**Point localization data**
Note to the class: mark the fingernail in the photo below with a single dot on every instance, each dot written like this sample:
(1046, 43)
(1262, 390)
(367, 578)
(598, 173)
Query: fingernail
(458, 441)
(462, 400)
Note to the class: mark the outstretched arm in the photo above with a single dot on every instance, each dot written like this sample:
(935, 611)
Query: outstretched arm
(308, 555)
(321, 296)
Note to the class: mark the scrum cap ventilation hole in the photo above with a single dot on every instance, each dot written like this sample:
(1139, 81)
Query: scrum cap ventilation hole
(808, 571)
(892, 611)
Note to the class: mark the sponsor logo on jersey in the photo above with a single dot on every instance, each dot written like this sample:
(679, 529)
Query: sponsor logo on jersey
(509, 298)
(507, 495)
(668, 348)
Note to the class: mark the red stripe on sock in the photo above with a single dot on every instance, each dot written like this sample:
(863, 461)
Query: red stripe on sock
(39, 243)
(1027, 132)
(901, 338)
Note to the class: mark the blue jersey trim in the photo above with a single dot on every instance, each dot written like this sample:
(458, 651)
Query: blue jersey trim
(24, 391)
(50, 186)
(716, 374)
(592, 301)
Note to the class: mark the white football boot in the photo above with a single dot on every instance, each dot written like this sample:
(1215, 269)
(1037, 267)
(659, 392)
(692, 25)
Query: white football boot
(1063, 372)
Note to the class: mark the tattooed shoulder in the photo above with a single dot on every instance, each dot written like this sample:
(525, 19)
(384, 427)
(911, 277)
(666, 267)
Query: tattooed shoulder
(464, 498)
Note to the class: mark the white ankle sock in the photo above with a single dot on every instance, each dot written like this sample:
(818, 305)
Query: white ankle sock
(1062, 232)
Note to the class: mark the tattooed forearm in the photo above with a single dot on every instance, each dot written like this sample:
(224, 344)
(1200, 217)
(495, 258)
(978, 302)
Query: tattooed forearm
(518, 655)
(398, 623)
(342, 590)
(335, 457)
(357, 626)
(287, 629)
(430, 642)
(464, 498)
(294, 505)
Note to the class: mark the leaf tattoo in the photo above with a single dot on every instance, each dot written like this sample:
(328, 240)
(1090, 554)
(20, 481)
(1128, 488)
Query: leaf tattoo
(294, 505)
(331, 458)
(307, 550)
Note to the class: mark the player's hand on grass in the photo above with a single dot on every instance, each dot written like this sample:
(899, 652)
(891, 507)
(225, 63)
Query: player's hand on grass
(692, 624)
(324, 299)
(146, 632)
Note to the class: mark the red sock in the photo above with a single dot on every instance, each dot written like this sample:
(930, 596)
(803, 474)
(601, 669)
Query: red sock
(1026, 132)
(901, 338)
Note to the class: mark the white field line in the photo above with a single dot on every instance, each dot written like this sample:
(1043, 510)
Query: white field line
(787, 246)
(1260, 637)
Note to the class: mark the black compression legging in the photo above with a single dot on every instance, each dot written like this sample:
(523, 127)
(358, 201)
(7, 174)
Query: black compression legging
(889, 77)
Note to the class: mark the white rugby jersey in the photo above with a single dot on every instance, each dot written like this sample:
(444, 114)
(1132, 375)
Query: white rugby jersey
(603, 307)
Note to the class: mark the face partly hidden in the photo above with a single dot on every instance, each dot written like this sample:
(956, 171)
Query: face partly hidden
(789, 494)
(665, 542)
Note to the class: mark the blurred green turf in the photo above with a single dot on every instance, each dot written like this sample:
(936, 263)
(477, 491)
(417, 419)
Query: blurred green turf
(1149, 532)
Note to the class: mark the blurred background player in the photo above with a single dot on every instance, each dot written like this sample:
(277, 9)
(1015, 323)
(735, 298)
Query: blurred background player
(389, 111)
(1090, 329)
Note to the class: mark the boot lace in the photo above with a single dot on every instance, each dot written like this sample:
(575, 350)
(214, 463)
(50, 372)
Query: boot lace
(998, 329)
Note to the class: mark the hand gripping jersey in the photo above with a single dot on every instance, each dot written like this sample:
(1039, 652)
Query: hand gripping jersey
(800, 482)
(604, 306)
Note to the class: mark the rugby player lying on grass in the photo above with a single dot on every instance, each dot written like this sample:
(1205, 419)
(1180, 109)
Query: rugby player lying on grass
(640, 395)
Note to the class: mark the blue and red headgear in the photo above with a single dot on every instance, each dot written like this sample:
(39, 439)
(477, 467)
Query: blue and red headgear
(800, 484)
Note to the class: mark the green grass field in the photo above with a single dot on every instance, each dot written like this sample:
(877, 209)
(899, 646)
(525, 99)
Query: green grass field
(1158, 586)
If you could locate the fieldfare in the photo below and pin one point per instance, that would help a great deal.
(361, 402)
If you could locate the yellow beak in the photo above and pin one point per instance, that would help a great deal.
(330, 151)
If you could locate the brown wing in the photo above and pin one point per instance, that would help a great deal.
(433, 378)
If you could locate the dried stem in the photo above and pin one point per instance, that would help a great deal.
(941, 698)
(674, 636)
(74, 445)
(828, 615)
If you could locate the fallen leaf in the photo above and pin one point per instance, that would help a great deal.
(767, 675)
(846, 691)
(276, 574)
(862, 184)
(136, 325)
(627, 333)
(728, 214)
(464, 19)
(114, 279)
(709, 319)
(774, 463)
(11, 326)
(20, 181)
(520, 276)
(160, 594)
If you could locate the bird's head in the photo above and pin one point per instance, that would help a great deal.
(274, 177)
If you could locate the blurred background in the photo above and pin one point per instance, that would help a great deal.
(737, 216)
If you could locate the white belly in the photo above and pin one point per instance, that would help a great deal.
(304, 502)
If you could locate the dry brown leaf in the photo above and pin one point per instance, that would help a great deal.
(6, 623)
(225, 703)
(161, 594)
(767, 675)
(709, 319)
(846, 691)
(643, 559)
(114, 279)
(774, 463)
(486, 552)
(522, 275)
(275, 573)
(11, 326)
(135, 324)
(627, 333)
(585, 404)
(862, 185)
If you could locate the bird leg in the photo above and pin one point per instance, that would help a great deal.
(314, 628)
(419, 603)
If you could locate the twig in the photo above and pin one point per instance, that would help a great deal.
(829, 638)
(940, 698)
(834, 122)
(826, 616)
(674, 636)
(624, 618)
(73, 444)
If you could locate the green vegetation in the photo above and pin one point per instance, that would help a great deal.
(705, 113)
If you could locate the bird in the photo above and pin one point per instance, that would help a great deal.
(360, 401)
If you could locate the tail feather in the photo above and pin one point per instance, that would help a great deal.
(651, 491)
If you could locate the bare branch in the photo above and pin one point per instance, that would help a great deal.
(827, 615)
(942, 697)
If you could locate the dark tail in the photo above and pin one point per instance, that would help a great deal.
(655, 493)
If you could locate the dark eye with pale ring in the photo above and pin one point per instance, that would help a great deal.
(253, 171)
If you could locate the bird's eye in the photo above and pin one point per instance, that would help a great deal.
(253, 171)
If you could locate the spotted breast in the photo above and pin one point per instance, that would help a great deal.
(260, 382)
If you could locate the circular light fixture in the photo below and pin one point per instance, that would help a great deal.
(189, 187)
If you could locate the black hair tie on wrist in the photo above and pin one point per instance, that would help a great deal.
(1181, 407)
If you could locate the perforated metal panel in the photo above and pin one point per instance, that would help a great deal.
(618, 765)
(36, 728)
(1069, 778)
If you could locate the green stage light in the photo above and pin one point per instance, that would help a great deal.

**WHAT TO WORK ON**
Every single line in the records above must be written out exactly.

**EXERCISE ANSWER**
Note to the class: mark the fingernail in the photo below with a single dot on every instance, each dot written like this sample:
(1046, 43)
(1262, 390)
(367, 578)
(598, 173)
Query: fingernail
(458, 441)
(462, 400)
Note to the class: mark the outstretched arm in the photo above with a single dot on every instance, each dot written like this sample:
(935, 611)
Query: outstretched arm
(308, 555)
(321, 296)
Note to the class: mark the scrum cap ventilation hole in the photo above with a single dot on every instance, each dot written like this sample:
(1139, 81)
Query: scrum cap ventilation hole
(808, 571)
(892, 611)
Note to the class: mark the sponsor logo on jersey in the photo above with a single dot on every instance, each dot written like this sample:
(679, 529)
Query: sponsor logo on jersey
(509, 298)
(507, 495)
(668, 348)
Note to the class: mark the red stripe on sock in the photo above with a single dot on every instance, each dot written like this sample:
(863, 461)
Query: red stripe on sock
(39, 243)
(1027, 132)
(901, 338)
Note to the class: mark the blue jersey trim in the photo above with a single dot on every instance, each dot written like this sample:
(458, 651)
Query: blue jersey trim
(24, 391)
(50, 186)
(716, 374)
(592, 301)
Note to the class: mark the white football boot in the photo above with a single dot on every instance, each dot written like this sample:
(1215, 269)
(1037, 267)
(659, 392)
(692, 25)
Query: white football boot
(1063, 372)
Note to the class: mark the tattooed shoulder in the photo above with a single dot on every instance, each dot written like this sample:
(525, 19)
(384, 427)
(911, 277)
(666, 267)
Query: tattooed shoulder
(464, 498)
Note to the class: mark the white ankle sock in the photo above with a single dot on every instance, each dot written like this sample:
(818, 305)
Query: white ankle sock
(1062, 232)
Note to the class: mark the tattooed forearm in the photo above with a single dot on every instance, each dot written like this sample:
(224, 344)
(1200, 217)
(495, 258)
(978, 302)
Query: tattooed forearm
(518, 655)
(398, 623)
(342, 590)
(335, 457)
(357, 626)
(287, 629)
(430, 642)
(464, 498)
(294, 505)
Note to the class: mark the leaf tattoo in the photo above with a single dot on every instance, each dot written like this sample:
(328, 240)
(1090, 554)
(20, 481)
(1128, 488)
Query: leaf tattoo
(294, 505)
(331, 458)
(307, 550)
Note to the class: mark the player's hand on grass in the photo above with a single dot on every instance, each dot written like this sample:
(899, 652)
(891, 507)
(225, 63)
Query: player's hand on grass
(692, 624)
(324, 299)
(146, 632)
Note to the class: mark the red sock in the photo above with a single dot on every instance, each dot written like this sample:
(930, 596)
(803, 474)
(601, 669)
Query: red sock
(1026, 132)
(901, 338)
Note to the class: mark the white field line in the photo above with a single dot on every instance, each dot written like this sample:
(1043, 510)
Query: white field line
(787, 246)
(1260, 637)
Note to the class: mark the black compression legging in the photo above with a single dot on every instance, each dot written like this sample:
(523, 127)
(358, 201)
(7, 174)
Query: black compression legging
(889, 77)
Note to the class: mark the white rugby jersey in the photo above with a single dot on every instance, each dot written like this sample:
(444, 114)
(1132, 375)
Query: white rugby jersey
(603, 307)
Note to the class: mark the face partly hidden in the photo above with a single dot on every instance, each dot written like this sample:
(956, 171)
Query: face partly hidden
(789, 494)
(665, 542)
Note to the class: mark the blurred green turf in the photo above with a single dot on every instance, each dot written like this sample:
(936, 263)
(477, 491)
(417, 419)
Query: blurred green turf
(1149, 532)
Note to the class: mark the blurred background player in the photo above with a single dot on every instance, each dot written like this sample:
(277, 9)
(1015, 323)
(735, 298)
Query: blurred background player
(389, 111)
(1090, 329)
Note to the class: mark the boot lace in the photo above with a single dot on every instance, each dot written like this sample:
(575, 350)
(214, 463)
(50, 372)
Query: boot lace
(998, 329)
Note to the class: mark the hand gripping jersey in the photo above with a single dot on every instance, each dot written like this sample:
(1039, 652)
Query: hand gripping jersey
(800, 482)
(604, 306)
Note to the class: mark the rugby player lying on grass in the photo above with a single dot on every instance, each dot written like this sample:
(1205, 419)
(1180, 109)
Query: rugby player lying on grass
(640, 395)
Note to the class: mark the blue and red headgear in the photo above with a single dot on every instance, each dot written like this sample:
(39, 439)
(477, 467)
Query: blue and red headgear
(800, 484)
Note to the class: mark the green grass field in the photo above with a single dot on every instance, each dot written like this sample:
(877, 209)
(899, 646)
(525, 99)
Query: green grass field
(1158, 586)
If you could locate the fieldfare in the photo below and pin one point per instance, that would help a great deal.
(361, 402)
If you could locate the yellow beak in the photo above and pin one point per instance, that would help a great deal.
(330, 151)
If you could locate the brown wing in the photo above and pin one point per instance, that would help a great deal.
(433, 378)
If you could locate the dried stem in the photo above and pin one point per instance, that would help a great deal.
(941, 698)
(674, 636)
(74, 445)
(828, 615)
If you could locate the fallen leaf in the photo above and pin one point per instance, that would help a great deal.
(767, 675)
(846, 691)
(276, 574)
(862, 184)
(136, 325)
(627, 333)
(728, 214)
(464, 19)
(114, 279)
(709, 319)
(774, 463)
(11, 326)
(20, 181)
(520, 276)
(160, 594)
If you could locate the bird's head in the photo above and pin one point per instance, that would help a great deal.
(274, 177)
If you could locate the blurred background in the photo above and pin one point per instance, that would help a great deal.
(737, 216)
If you could locate the white belly in the photo above and pin one point per instance, that would help a great deal.
(304, 502)
If you could locate the dry brown leaf in the photo above and pin one point per instance, that would help a great deal.
(6, 623)
(225, 703)
(161, 594)
(767, 675)
(709, 319)
(846, 691)
(643, 559)
(114, 279)
(774, 463)
(486, 552)
(522, 275)
(275, 573)
(11, 326)
(135, 324)
(627, 333)
(585, 404)
(862, 185)
If you could locate the bird leg in the photo above and pin one point per instance, that would help a great deal.
(314, 628)
(419, 603)
If you could locate the twig in the photo above and pin one point per instance, that would help a great deal.
(829, 638)
(940, 698)
(834, 122)
(826, 616)
(674, 636)
(624, 618)
(73, 444)
If you could locate the green vegetation in the photo above and pin one point per instance, that would help a great deal.
(705, 113)
If you could locate the bird in the photo above and pin one point per instance, that would help a great deal.
(360, 401)
If you could locate the tail feather in the photo above and pin one point per instance, that would help a great deal.
(651, 491)
If you could locate the bare branch in the photo above and pin one point per instance, that would help a great deal.
(827, 615)
(942, 697)
If you could locate the dark tail in the photo above and pin one point per instance, that would help a great deal.
(655, 493)
If you could locate the dark eye with pale ring in the photo above and pin one point per instance, that would help a great deal.
(253, 171)
If you could locate the bird's eye in the photo above and pin one point per instance, that would help a great deal.
(253, 171)
If you could locate the spotted breast in the photo above and pin one point per instance, that would help a great deal.
(260, 382)
If you could locate the circular light fixture in the photo below and pin one point per instance, that would help a great deal.
(189, 187)
If you could locate the black hair tie on wrist in the photo above and pin one point per instance, that would help a great deal.
(1181, 407)
If you could locate the perforated metal panel in the photo above and pin one point per instance, that would help a great deal.
(618, 765)
(36, 728)
(1069, 778)
If you could locate the green stage light in the photo above and pin one point per instance, that would help a great deal.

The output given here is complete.